──────── Available records
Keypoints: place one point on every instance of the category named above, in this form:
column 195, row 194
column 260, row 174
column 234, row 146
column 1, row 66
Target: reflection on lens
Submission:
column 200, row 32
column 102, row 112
────────────────
──────── Available records
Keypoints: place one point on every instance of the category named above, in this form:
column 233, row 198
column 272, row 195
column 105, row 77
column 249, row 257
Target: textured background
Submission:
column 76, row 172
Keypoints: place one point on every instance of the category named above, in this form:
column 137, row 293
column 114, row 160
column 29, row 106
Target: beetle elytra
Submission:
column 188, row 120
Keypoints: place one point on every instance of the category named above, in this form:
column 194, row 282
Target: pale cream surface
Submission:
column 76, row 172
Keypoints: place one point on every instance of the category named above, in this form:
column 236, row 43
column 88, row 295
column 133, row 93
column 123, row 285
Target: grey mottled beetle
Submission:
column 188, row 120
────────────────
Problem details:
Within the material above, find the lines that hold "beetle" and report only how many there are.

Answer to the problem:
2